#### [Task inputs]
:::::

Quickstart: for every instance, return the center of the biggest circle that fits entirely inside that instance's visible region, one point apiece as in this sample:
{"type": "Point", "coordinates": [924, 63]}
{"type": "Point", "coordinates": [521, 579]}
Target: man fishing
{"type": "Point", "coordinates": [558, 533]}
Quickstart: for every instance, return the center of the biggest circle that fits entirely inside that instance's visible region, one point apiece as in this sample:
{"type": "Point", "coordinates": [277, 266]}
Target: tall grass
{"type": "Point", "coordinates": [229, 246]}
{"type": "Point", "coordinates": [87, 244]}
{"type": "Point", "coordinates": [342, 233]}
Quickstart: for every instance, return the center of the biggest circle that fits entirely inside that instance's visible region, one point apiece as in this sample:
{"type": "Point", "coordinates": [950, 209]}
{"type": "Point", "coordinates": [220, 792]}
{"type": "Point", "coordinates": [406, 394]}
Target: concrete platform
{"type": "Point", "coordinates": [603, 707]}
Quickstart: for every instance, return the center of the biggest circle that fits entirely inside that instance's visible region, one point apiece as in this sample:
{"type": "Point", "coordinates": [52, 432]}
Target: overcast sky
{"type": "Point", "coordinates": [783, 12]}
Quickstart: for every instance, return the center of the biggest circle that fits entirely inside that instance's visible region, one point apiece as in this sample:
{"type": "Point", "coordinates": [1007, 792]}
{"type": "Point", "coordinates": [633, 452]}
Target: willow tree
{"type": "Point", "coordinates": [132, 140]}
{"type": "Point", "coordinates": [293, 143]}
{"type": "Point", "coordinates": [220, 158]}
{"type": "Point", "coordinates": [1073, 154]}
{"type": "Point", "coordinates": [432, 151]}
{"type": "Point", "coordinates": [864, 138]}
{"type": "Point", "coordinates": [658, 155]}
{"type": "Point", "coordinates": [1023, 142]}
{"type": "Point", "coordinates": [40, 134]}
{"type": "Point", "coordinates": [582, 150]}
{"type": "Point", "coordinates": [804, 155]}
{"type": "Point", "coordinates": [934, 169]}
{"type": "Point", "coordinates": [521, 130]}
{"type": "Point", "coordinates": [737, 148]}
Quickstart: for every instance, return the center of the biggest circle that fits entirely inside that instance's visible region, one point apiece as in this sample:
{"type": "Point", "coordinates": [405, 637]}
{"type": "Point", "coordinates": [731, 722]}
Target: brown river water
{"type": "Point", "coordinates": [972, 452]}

:::::

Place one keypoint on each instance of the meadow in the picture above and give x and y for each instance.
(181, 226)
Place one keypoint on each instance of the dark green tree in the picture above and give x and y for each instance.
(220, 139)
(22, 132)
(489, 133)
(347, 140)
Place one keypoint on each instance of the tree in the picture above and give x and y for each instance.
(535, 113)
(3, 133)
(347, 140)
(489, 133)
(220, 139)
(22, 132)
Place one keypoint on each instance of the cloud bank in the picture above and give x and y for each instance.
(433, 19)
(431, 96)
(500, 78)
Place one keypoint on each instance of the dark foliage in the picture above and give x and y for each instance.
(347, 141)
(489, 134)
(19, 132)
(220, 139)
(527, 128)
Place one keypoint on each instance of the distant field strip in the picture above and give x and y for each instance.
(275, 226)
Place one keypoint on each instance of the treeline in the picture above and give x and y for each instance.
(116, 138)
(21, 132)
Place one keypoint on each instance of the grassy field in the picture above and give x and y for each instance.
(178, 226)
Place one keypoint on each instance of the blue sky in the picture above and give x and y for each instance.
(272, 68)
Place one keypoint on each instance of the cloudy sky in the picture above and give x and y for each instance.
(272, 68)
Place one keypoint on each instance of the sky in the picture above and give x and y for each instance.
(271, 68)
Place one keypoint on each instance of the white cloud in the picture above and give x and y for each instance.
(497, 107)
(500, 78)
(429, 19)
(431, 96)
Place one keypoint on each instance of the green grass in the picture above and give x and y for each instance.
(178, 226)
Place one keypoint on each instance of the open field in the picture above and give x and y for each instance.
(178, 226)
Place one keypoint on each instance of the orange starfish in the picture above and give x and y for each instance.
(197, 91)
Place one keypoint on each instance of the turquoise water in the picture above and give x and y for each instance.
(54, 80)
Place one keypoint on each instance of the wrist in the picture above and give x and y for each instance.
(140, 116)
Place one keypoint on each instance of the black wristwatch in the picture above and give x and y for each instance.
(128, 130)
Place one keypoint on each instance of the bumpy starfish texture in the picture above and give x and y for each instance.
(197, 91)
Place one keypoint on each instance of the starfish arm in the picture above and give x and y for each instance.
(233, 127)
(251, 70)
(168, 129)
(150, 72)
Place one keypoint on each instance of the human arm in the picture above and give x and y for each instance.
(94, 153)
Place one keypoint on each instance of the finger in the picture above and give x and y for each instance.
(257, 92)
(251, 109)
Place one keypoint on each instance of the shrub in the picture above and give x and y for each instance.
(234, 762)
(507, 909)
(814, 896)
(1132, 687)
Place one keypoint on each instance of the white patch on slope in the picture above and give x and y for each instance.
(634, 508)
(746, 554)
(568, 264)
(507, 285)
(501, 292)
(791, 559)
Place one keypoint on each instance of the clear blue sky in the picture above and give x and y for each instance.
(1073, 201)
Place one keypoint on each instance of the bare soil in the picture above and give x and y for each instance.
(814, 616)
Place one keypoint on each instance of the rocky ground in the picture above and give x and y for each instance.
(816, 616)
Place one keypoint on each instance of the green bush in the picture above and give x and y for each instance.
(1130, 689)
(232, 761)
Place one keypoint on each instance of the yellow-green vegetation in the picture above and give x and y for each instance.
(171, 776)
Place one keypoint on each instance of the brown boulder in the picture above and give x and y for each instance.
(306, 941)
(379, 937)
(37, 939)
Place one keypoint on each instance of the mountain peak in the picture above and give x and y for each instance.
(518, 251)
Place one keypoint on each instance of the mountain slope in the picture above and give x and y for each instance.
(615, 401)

:::::

#### [Given exercise]
Please find each line in the entries above that contains the word "white" and copy those lines out in full.

#### [Answer to the exercise]
Place one keypoint on each instance of the white cloud in the picture above and give x and y for each instance.
Place one keypoint on each instance of the white patch on slope in the picture above and give x and y for each instance.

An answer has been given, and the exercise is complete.